-- GIVEN REQUEST --
Can you lay out all of the material below as a Markdown table with two columns, Row and Line, giving each line its own numbered row, skipping blank lines and leaving out the pictures?

(Labels for object points)
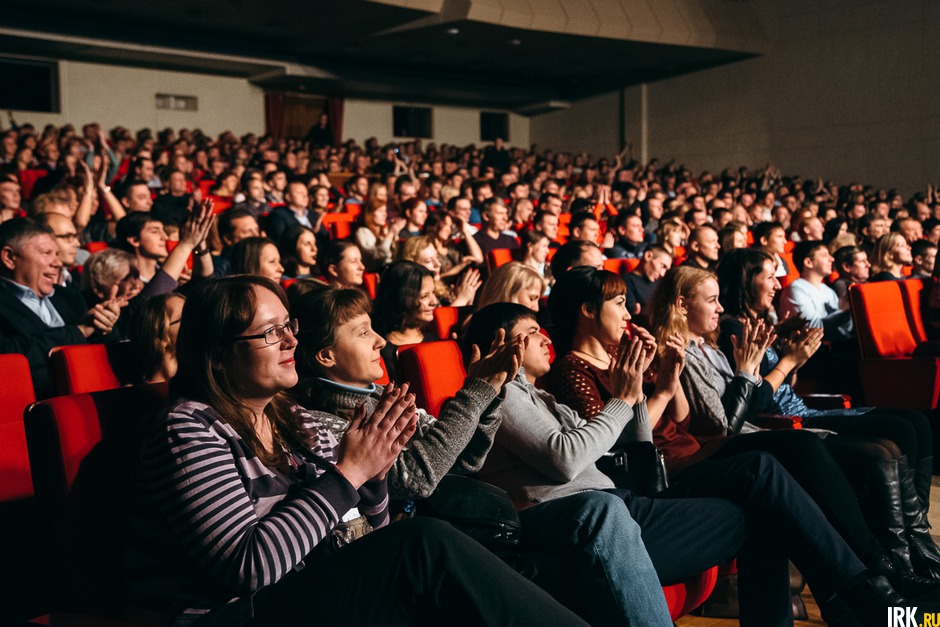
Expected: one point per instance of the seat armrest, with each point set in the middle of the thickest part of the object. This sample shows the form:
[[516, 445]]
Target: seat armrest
[[778, 421]]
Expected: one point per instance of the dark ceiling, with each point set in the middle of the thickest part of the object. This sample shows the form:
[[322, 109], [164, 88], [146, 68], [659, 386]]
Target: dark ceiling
[[361, 49]]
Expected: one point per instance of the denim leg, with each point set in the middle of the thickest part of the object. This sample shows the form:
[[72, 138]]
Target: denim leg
[[685, 537], [594, 532]]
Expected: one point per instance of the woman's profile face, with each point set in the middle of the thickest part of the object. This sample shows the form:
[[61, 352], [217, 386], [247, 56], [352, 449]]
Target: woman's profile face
[[262, 370], [613, 320], [527, 297], [269, 263], [349, 270], [307, 249], [765, 286], [356, 353], [539, 251], [703, 309], [429, 259], [424, 312]]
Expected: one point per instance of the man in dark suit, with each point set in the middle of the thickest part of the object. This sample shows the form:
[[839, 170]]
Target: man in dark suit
[[35, 316]]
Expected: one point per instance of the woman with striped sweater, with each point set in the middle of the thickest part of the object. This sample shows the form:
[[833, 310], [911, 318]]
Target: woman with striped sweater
[[241, 496]]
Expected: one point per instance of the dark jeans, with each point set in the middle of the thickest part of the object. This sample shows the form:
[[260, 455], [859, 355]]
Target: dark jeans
[[414, 572], [805, 456], [783, 524]]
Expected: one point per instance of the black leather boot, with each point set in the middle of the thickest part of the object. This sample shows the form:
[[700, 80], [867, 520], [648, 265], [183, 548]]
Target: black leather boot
[[925, 556], [923, 475], [858, 604]]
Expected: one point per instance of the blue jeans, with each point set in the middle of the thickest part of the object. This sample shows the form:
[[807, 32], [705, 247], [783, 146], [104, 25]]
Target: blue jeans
[[603, 548]]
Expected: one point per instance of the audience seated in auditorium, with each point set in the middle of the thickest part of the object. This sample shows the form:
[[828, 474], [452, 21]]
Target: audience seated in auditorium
[[810, 299], [279, 463], [35, 316]]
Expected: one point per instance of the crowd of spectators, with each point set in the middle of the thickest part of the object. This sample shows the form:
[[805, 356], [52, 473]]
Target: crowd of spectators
[[110, 237]]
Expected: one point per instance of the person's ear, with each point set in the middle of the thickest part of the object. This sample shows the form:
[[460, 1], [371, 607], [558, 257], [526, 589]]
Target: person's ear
[[6, 257], [681, 305], [586, 311], [326, 358]]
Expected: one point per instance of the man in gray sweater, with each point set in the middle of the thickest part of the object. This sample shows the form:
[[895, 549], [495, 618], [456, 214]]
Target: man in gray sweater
[[544, 456]]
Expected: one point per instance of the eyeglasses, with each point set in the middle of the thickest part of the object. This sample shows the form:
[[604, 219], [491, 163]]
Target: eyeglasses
[[275, 334]]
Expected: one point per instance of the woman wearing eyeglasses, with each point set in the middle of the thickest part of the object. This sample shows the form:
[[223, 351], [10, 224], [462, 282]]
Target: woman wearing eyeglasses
[[239, 492]]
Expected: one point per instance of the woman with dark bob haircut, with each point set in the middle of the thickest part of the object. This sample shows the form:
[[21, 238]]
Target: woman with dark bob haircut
[[338, 364], [889, 447], [405, 302], [588, 309], [243, 494]]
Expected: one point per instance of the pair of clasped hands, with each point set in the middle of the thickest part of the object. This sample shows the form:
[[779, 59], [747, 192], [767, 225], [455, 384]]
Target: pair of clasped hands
[[797, 344], [373, 441]]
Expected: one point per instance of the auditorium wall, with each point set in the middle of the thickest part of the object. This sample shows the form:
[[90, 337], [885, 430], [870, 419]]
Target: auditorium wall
[[846, 90], [126, 96]]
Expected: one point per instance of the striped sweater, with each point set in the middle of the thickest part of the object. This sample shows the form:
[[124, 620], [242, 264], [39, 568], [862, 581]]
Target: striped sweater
[[213, 524]]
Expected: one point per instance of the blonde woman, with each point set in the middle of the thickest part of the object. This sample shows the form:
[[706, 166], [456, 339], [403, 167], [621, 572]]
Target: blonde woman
[[890, 254], [513, 282], [422, 251], [375, 236]]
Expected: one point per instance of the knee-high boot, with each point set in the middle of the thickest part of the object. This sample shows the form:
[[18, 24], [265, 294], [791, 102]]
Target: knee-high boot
[[924, 554], [923, 475], [886, 483]]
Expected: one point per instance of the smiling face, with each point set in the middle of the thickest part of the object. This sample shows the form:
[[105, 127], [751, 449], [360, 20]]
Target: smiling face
[[765, 286], [354, 359], [702, 309], [536, 359], [527, 297], [613, 320], [263, 370], [307, 249], [348, 272], [35, 264]]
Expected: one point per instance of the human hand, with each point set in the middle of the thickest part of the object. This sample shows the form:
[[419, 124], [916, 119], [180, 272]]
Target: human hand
[[502, 362], [467, 287], [372, 443], [195, 229], [802, 345], [749, 347], [671, 364], [626, 370]]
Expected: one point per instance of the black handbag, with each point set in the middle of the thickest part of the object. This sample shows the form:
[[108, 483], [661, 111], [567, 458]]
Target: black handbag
[[638, 466], [480, 510]]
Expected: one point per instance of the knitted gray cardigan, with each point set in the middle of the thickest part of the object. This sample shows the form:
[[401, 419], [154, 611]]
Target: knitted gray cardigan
[[458, 441]]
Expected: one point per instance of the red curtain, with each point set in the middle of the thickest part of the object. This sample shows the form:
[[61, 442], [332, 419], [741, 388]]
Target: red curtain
[[274, 113], [334, 107]]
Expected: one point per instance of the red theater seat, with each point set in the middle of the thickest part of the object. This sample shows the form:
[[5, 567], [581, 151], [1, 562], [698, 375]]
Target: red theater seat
[[498, 257], [435, 371], [16, 394], [83, 368], [621, 265], [893, 375], [82, 449]]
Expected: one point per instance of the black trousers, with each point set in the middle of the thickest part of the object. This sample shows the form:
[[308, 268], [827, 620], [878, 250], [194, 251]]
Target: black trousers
[[784, 523], [805, 456], [414, 572]]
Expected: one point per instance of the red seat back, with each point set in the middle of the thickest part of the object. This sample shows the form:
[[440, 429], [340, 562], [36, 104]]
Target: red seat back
[[498, 257], [881, 320], [370, 281], [447, 320], [435, 371], [621, 265], [16, 394], [915, 292], [82, 449], [84, 368]]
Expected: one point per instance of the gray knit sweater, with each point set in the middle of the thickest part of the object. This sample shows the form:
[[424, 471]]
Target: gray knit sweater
[[545, 451], [457, 441]]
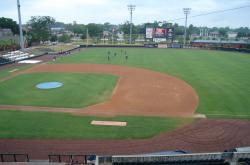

-- RESPONSE BELOW --
| Row | Line |
|---|---|
| 1 | Expected: one point per instance of the seat armrest, with each point set in the middle of the thickest part of the object. This sample shows the form: |
| 2 | [[516, 445]] |
| 3 | Target: seat armrest |
| 4 | [[778, 421]] |
| 5 | Expected: one point per instance of the dark ceiling, with each point set in the middle of the thickest part of the object. This sample shows the form: |
| 6 | [[322, 109], [164, 88], [146, 68], [659, 386]] |
| 7 | Target: dark ceiling |
| 8 | [[361, 49]] |
| 9 | Expected: one point per instance of the denim leg, with each point set in the middle of the thickest part of the object. This sample shows the form: |
| 10 | [[72, 138]] |
| 11 | Target: denim leg |
| 12 | [[685, 537], [594, 532]] |
| 13 | Expected: one point per instance of the woman's profile face, with each point set in the middle of the thickest part of the object. This sample shows the form: |
| 14 | [[61, 352], [217, 386], [247, 56], [352, 449]] |
| 15 | Target: woman's profile face |
| 16 | [[262, 370], [613, 320], [527, 297], [269, 263], [349, 270], [307, 249], [765, 286], [356, 353], [539, 251], [703, 309], [429, 259], [424, 312]] |
| 17 | Expected: one point per instance of the man in dark suit, with each point set in the middle of the thickest part of the object. This sample shows the form: |
| 18 | [[839, 170]] |
| 19 | Target: man in dark suit |
| 20 | [[35, 316]] |
| 21 | Expected: one point per instance of the woman with striped sweater, with each point set in the middle of the thickest part of the object. This sample shows the form: |
| 22 | [[833, 310], [911, 318]] |
| 23 | Target: woman with striped sweater |
| 24 | [[241, 496]] |
| 25 | Expected: one point per instance of the dark jeans, with each point set in the middle of the thickest part of the object. This sample shows the form: |
| 26 | [[260, 455], [859, 355]] |
| 27 | Target: dark jeans |
| 28 | [[414, 572], [805, 456], [783, 524]] |
| 29 | Expected: one point per instance of the black leather boot, with each point set in the middle of the thickest part of the object. This sample shows the form: |
| 30 | [[700, 80], [867, 520], [648, 265], [183, 548]] |
| 31 | Target: black leather boot |
| 32 | [[925, 556], [923, 475], [858, 604]] |
| 33 | Expected: one point per instance of the blue jeans, with each point set in the middle of the thickest part of the object. This sample shows the form: |
| 34 | [[807, 32], [705, 247], [783, 146], [104, 25]] |
| 35 | Target: blue jeans |
| 36 | [[603, 548]] |
| 37 | Expected: one point per instance of the audience seated in auditorium, with each point set in the middle of the thickest part of the object. This sample shows the form: |
| 38 | [[828, 474], [452, 21]] |
| 39 | Target: audience seated in auditorium |
| 40 | [[810, 299], [279, 463], [35, 316]] |
| 41 | Expected: one point per instance of the crowd of spectators, with each point set in the middle of the thickest part of the object. This sample shows the form: |
| 42 | [[805, 356], [52, 473]] |
| 43 | Target: crowd of spectators |
| 44 | [[110, 237]] |
| 45 | Expected: one point per instance of the person's ear, with each point set in the middle of the thickest part of the object. This sample shows the form: |
| 46 | [[460, 1], [371, 607], [558, 257], [526, 589]] |
| 47 | Target: person's ear |
| 48 | [[6, 257], [681, 305], [586, 311], [326, 358]] |
| 49 | Expected: one point per instance of the man in gray sweater, with each point set in the middle of the thickest part of the object. This sample shows the form: |
| 50 | [[895, 549], [495, 618], [456, 214]] |
| 51 | Target: man in gray sweater |
| 52 | [[544, 456]] |
| 53 | Expected: one point per instance of the eyeglasses, with each point set in the middle of the thickest part of the object. This sample shows the form: |
| 54 | [[604, 219], [491, 163]] |
| 55 | Target: eyeglasses |
| 56 | [[275, 334]] |
| 57 | Expected: one point per instance of the woman wearing eyeglasses, with each point set in the middle of the thickest part of the object. This sample shows the form: |
| 58 | [[223, 351], [10, 224], [462, 282]] |
| 59 | Target: woman wearing eyeglasses |
| 60 | [[239, 492]] |
| 61 | Expected: one point per instance of the woman with dark bob haircut, with each point set in the middle of the thickest part of the object. This sample shows the form: |
| 62 | [[21, 238]] |
| 63 | Target: woman with dark bob haircut |
| 64 | [[338, 364], [889, 447], [405, 302], [588, 309], [243, 494]] |
| 65 | Expected: one point per instance of the pair of clasped hands, with each point set in the middle of the thickest part of the object. This sample shows the form: |
| 66 | [[779, 59], [747, 192], [767, 225], [455, 384]] |
| 67 | Target: pair of clasped hands |
| 68 | [[797, 344], [373, 441]] |
| 69 | Expected: one point per instance of the auditorium wall, with each point set in the middle of the thickest part of the object. This sample shows the form: |
| 70 | [[90, 337], [885, 430], [870, 419]] |
| 71 | Target: auditorium wall |
| 72 | [[846, 90], [126, 96]] |
| 73 | Expected: one point per instance of the striped sweater, with each point set in the middle of the thickest part of the object. This sample shows the form: |
| 74 | [[124, 620], [242, 264], [39, 568], [862, 581]] |
| 75 | Target: striped sweater |
| 76 | [[213, 524]] |
| 77 | Expected: one point per instance of the blonde woman, with each point set in the middle of the thickest part of the object. This sample shows the form: |
| 78 | [[706, 166], [456, 339], [403, 167], [621, 572]] |
| 79 | Target: blonde woman |
| 80 | [[890, 254], [513, 282], [422, 251], [375, 236]] |
| 81 | Expected: one point per instance of the knee-high boot, with each point set in the middle of the thickest part of the object. This sample shows the form: |
| 82 | [[18, 24], [265, 294], [791, 102]] |
| 83 | Target: knee-high boot |
| 84 | [[924, 554], [923, 475], [886, 483]] |
| 85 | Expected: one point per instance of the smiling face, with each point set in the middle of the thickest part of the object. This sample shows the form: |
| 86 | [[105, 127], [751, 449], [360, 20]] |
| 87 | Target: smiling face |
| 88 | [[765, 286], [354, 359], [702, 309], [536, 359], [527, 297], [613, 320], [263, 370], [307, 249], [348, 272], [35, 264]] |
| 89 | Expected: one point per instance of the human hand, with each point set in the middle of the thickest part of the object. This sample shows the form: |
| 90 | [[419, 124], [916, 119], [180, 272]] |
| 91 | Target: human hand |
| 92 | [[502, 362], [467, 287], [372, 443], [195, 229], [802, 345], [749, 347], [671, 364], [626, 370]] |
| 93 | Expected: one point per instance of the black handbag, with each point set in the middle of the thickest part of the object. This sample shows the form: |
| 94 | [[108, 483], [661, 111], [567, 458]] |
| 95 | Target: black handbag |
| 96 | [[638, 466], [480, 510]] |
| 97 | Expected: one point per instance of the knitted gray cardigan, with each point set in the middle of the thickest part of the object. This sample shows the form: |
| 98 | [[401, 419], [154, 611]] |
| 99 | Target: knitted gray cardigan |
| 100 | [[458, 441]] |
| 101 | Expected: one point per instance of the red curtain, with each point set in the middle of the thickest part of the object. This sample shows the form: |
| 102 | [[61, 442], [332, 419], [741, 388]] |
| 103 | Target: red curtain |
| 104 | [[274, 113], [334, 107]] |
| 105 | Expected: one point per instance of the red theater seat, with each point set in the middle of the thickest part of the object. This sample shows the form: |
| 106 | [[5, 567], [581, 151], [1, 562], [698, 375]] |
| 107 | Target: red theater seat |
| 108 | [[498, 257], [435, 371], [16, 394], [83, 368], [621, 265], [893, 375], [82, 449]] |
| 109 | Expected: one point per instance of the black trousers, with each point set in the middle of the thickest part of the object. This sample shows the form: |
| 110 | [[308, 268], [827, 620], [878, 250], [194, 251]] |
| 111 | Target: black trousers |
| 112 | [[784, 523], [805, 456], [414, 572]] |
| 113 | Expected: one point per instance of the red seat back, with each point set in the middle of the thickest part of the object. This sample shows the form: |
| 114 | [[440, 429], [340, 562], [36, 104]] |
| 115 | Target: red seat back |
| 116 | [[498, 257], [881, 320], [370, 281], [447, 320], [435, 371], [621, 265], [16, 394], [915, 292], [82, 449], [84, 368]] |
| 117 | Expected: one point per instance of the gray knit sweater, with each point set in the middle of the thickest part of the object. This sample shows the form: |
| 118 | [[424, 471]] |
| 119 | Target: gray knit sweater |
| 120 | [[545, 451], [457, 441]] |